● REQUIREMENT: What is needed is a single figure: how many lines of the records below contain the word "target".

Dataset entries
----------------

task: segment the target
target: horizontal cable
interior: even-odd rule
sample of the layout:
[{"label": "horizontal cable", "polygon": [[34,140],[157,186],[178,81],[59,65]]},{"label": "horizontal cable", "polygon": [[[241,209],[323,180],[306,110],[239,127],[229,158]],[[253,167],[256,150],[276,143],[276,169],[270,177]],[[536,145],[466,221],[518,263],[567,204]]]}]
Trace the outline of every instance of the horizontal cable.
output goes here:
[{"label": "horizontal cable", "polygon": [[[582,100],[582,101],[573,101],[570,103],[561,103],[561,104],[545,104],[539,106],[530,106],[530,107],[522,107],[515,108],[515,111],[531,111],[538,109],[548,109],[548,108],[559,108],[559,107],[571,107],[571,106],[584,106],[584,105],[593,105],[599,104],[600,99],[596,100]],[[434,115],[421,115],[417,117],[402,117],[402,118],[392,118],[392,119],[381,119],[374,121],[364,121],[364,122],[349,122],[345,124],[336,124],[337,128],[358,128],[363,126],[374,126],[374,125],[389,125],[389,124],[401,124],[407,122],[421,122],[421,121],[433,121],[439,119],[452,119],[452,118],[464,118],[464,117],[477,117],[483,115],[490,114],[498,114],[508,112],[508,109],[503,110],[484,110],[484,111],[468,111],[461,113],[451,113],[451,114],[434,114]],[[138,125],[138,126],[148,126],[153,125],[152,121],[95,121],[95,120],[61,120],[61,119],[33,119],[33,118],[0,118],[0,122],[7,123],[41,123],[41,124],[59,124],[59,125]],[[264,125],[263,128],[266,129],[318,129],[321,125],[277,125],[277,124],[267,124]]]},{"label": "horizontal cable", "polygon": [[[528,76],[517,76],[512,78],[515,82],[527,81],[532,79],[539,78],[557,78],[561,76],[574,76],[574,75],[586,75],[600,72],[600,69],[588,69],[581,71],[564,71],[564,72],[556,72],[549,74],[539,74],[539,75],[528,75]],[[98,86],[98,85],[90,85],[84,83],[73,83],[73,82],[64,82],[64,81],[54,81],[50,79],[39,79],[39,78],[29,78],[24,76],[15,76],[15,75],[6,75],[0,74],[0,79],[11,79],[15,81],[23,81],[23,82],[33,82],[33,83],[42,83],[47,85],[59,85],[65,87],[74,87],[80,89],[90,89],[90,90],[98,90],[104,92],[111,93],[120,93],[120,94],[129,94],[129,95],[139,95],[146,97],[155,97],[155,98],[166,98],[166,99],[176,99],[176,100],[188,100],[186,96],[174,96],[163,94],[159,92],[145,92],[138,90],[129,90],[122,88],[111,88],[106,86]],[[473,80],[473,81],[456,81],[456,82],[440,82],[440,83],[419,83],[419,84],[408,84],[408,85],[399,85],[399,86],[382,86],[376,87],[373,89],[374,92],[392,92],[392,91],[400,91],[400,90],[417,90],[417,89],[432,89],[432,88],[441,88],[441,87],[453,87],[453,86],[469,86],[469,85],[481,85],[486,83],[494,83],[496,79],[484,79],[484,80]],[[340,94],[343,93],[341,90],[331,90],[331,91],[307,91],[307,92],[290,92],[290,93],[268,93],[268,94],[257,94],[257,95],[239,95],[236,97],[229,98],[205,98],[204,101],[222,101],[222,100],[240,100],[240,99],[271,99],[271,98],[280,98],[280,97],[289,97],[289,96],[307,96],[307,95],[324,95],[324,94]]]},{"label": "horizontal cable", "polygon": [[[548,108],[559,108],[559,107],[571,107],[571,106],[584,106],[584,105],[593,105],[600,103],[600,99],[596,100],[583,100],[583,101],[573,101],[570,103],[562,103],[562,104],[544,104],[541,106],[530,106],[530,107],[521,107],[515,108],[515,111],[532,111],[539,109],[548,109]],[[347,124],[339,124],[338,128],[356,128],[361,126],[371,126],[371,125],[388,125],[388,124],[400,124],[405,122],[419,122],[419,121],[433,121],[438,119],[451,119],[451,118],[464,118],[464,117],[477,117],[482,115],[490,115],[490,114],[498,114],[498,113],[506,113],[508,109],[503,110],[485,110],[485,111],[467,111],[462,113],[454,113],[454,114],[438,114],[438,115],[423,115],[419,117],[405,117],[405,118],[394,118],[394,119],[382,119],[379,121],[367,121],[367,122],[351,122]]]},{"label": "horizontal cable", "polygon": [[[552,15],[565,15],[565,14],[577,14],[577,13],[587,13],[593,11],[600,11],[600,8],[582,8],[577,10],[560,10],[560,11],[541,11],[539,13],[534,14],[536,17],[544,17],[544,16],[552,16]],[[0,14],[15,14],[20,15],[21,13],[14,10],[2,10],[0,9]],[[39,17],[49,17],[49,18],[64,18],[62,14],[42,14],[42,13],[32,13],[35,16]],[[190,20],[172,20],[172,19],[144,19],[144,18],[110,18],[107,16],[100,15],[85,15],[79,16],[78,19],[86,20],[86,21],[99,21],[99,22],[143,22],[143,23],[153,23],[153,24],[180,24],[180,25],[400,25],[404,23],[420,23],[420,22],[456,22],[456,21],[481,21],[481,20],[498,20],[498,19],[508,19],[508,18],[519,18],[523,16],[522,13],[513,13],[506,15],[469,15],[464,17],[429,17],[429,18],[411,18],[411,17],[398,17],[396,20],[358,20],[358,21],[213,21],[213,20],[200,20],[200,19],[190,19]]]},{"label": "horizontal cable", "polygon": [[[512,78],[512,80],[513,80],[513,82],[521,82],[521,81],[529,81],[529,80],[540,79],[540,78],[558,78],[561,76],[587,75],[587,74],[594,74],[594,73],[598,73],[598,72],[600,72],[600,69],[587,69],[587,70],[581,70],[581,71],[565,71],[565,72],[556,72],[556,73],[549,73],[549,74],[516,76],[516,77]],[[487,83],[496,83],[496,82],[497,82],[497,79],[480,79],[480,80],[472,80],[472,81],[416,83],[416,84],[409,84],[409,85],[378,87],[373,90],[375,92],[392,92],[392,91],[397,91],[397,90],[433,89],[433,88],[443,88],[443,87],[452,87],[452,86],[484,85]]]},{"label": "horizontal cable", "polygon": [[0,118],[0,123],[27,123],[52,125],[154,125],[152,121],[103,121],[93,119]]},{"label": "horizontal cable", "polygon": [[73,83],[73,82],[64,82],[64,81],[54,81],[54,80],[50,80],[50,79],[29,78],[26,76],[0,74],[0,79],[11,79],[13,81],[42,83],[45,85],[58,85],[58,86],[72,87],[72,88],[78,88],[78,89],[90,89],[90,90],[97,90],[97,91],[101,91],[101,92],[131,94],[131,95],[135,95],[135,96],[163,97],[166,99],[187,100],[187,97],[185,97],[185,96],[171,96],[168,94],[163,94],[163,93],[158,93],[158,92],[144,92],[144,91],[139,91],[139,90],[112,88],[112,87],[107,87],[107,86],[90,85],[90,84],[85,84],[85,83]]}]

----------------

● ANSWER TO THIS TASK: 2